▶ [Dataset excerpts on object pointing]
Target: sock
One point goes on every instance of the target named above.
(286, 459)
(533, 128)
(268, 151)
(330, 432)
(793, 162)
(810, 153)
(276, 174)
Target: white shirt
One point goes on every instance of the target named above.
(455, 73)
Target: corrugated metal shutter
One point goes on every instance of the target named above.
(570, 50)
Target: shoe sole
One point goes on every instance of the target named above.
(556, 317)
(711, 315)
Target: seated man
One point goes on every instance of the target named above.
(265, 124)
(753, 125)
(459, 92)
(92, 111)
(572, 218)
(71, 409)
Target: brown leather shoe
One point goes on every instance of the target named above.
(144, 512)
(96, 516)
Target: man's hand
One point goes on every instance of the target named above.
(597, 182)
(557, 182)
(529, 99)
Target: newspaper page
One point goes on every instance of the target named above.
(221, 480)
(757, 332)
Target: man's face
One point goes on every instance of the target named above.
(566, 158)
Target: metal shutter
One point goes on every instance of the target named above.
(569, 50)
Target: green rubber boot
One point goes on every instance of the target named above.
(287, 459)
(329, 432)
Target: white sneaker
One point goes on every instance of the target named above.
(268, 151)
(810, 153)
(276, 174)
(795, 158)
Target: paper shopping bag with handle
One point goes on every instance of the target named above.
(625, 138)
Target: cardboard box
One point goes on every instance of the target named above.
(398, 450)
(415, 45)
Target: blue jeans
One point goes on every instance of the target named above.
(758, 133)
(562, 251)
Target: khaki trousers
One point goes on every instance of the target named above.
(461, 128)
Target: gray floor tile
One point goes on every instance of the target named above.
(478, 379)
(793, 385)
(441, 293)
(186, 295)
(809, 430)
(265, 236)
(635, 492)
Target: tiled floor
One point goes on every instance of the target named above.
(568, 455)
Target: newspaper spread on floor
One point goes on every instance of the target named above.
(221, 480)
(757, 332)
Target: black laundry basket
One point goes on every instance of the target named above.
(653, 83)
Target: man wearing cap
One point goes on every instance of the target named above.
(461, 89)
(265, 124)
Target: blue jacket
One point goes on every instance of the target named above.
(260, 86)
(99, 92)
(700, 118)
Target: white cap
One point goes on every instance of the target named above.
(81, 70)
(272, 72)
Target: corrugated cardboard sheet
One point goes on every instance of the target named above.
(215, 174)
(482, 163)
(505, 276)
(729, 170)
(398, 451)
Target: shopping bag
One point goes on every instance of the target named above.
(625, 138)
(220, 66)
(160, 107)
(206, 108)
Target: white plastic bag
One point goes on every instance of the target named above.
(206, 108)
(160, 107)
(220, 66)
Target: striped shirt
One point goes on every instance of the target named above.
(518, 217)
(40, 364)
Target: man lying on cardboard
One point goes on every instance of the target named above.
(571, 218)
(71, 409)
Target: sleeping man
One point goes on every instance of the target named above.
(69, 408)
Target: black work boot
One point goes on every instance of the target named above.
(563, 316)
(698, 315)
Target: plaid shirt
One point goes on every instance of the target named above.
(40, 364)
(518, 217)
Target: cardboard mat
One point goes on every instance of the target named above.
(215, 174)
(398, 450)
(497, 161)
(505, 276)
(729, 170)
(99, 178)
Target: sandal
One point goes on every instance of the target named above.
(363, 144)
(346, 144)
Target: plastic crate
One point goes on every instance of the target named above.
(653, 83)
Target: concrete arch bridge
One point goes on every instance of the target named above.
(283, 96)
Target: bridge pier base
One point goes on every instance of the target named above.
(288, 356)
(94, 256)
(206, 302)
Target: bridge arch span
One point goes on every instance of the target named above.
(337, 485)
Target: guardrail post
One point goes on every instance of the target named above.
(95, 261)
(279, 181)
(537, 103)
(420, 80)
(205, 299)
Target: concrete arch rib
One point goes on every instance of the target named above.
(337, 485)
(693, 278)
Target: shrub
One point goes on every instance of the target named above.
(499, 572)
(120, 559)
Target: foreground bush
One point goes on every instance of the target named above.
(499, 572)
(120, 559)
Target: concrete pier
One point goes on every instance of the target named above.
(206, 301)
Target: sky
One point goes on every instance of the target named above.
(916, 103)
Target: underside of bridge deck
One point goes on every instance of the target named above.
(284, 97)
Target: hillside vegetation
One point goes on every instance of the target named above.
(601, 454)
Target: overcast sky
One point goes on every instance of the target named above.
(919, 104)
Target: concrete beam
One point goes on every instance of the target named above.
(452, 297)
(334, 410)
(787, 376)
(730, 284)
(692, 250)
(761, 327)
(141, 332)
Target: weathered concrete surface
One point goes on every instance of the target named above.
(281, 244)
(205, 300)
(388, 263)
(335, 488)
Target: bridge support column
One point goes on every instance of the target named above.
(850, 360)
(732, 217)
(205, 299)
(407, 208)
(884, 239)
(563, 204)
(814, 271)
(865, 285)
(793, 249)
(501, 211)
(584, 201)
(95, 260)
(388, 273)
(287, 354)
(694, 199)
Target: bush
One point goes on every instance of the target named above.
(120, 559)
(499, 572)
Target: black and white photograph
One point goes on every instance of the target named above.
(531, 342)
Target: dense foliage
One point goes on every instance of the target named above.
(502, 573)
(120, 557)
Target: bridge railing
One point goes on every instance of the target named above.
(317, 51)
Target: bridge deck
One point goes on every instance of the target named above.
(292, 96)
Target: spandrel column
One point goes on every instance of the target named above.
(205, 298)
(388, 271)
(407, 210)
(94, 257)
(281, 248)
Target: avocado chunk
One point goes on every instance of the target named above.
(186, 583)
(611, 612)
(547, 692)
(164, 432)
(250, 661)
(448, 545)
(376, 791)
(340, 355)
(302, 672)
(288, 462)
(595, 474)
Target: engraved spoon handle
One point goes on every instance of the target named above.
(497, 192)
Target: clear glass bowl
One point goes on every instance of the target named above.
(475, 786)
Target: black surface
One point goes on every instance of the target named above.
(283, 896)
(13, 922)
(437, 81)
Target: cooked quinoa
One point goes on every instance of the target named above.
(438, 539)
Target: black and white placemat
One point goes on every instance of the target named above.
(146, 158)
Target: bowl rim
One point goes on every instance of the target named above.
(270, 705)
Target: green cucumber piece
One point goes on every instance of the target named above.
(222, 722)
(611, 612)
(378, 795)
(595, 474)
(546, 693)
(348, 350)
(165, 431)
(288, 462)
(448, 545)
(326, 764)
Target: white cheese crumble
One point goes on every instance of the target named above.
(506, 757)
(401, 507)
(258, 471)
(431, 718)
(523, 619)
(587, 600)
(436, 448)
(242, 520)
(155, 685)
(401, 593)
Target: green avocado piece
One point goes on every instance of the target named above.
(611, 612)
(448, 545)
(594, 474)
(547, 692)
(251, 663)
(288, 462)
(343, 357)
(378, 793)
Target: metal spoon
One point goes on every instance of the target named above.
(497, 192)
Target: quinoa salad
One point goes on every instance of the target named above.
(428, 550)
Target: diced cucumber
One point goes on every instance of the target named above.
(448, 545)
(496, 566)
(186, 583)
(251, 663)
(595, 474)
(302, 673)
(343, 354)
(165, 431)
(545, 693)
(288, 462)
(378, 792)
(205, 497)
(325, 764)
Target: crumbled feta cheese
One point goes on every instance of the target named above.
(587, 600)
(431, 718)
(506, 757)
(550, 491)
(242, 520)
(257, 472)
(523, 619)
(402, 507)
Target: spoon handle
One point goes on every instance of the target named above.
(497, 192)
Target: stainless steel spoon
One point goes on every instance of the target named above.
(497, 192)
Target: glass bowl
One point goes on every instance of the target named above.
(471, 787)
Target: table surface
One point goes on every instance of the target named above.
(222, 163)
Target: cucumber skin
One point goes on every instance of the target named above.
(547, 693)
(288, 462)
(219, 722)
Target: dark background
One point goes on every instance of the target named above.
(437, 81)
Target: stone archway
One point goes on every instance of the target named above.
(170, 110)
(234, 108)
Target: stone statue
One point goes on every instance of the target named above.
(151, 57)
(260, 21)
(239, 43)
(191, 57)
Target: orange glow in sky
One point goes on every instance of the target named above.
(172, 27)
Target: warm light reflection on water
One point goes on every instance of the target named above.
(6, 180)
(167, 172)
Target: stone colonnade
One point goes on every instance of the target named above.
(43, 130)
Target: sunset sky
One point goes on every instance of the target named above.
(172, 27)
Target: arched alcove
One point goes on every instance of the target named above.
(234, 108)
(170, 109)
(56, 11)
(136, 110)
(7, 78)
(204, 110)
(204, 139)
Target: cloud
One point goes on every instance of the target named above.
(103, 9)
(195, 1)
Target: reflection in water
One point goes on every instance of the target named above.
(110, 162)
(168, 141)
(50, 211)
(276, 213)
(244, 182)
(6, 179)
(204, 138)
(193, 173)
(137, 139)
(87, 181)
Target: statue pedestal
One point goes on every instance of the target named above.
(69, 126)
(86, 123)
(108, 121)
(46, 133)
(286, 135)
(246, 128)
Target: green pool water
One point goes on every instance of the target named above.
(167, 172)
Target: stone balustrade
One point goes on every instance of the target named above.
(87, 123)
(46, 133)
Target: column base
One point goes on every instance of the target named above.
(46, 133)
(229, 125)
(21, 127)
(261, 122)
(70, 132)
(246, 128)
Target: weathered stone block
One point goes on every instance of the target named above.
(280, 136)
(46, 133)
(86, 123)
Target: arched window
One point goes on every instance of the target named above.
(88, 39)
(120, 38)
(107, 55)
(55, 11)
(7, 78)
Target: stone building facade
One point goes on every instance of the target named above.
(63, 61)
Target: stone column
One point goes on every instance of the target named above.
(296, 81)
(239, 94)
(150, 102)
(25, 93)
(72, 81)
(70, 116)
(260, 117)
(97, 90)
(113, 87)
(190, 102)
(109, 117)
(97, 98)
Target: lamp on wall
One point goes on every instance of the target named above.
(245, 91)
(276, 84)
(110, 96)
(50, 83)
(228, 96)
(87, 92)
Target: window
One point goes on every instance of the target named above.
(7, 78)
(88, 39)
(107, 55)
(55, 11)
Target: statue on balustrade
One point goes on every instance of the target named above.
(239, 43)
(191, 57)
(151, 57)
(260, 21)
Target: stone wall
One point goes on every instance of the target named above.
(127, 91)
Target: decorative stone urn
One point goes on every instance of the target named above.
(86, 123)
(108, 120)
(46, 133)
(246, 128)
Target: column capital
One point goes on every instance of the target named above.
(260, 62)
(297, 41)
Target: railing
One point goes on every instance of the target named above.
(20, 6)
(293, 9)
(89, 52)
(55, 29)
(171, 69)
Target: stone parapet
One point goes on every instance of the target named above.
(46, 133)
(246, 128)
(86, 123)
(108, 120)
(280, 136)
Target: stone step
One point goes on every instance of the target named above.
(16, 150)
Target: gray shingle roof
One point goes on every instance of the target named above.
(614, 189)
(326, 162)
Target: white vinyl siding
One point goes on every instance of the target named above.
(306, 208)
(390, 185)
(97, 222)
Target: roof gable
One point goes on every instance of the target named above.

▶ [Instructions to follow]
Extract the closing run of lines, starting with the one containing "Target: lamp on wall" and ending at the last, exactly as written.

▶ [Result of the exercise]
Target: lamp on wall
One point goes on every instance of the target named above.
(245, 91)
(276, 84)
(110, 96)
(50, 83)
(228, 96)
(87, 92)
Target: window
One point goes on every instance of the target named above.
(7, 78)
(88, 39)
(107, 55)
(55, 11)
Target: statue on balustrade
One point goes on every instance of the target named above.
(239, 43)
(191, 57)
(151, 57)
(260, 21)
Target: stone wall
One point goes on every instance of the target named above.
(127, 91)
Target: decorative stone urn
One point goes on every instance of the target named above.
(86, 123)
(108, 120)
(46, 133)
(246, 128)
Target: column capital
One point goes on every instance of the target named above.
(260, 62)
(297, 41)
Target: railing
One point goes on every instance of the target named above.
(20, 6)
(293, 9)
(89, 52)
(55, 29)
(171, 69)
Target: stone parapet
One point goes on every instance of the target named above.
(46, 133)
(246, 128)
(86, 123)
(108, 120)
(280, 136)
Target: stone step
One point goes on every instance of the target named above.
(16, 150)
Target: gray shingle roof
One point goes on every instance of the target named above.
(614, 189)
(326, 162)
Target: white vinyl siding
One point goes on every instance of the target named above.
(306, 208)
(390, 185)
(97, 222)
Target: roof gable
One point goes on every instance of the target named above.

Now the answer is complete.